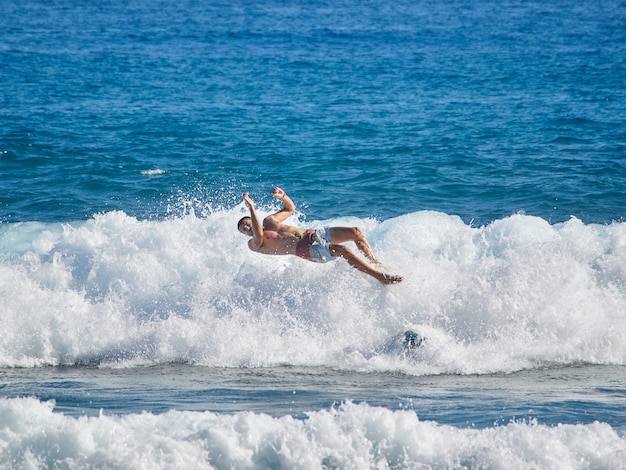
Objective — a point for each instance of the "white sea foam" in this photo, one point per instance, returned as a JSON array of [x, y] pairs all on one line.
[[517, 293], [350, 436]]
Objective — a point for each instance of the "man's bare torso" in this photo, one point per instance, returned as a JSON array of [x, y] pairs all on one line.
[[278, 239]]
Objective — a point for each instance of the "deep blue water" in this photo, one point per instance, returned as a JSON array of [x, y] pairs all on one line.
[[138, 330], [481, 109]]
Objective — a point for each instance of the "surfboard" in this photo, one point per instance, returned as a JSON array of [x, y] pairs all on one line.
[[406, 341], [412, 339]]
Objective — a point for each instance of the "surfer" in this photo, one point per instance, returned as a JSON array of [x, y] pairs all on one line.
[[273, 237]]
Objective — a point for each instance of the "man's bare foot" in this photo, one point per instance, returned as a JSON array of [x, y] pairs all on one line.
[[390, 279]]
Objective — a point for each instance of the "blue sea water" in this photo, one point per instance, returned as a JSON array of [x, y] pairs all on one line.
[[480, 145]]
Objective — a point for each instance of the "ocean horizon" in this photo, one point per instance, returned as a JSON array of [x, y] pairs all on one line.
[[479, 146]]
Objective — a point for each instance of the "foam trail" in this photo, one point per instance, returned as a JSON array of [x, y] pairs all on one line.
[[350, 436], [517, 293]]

* * *

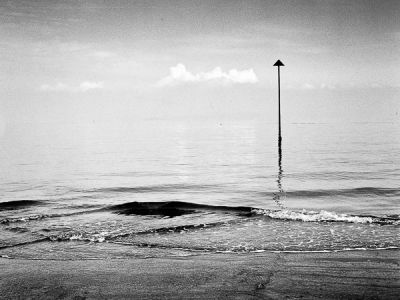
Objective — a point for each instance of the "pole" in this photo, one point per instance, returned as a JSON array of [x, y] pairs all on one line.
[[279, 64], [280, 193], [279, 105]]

==

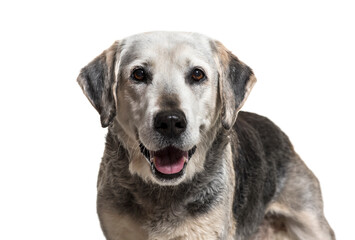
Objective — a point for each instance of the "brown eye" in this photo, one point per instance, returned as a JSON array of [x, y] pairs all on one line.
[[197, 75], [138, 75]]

• _Given instruction_: Tally the lines in the data above that contain the string "bare", with case counting, and reply with the number alone.

• _Expected output_: 2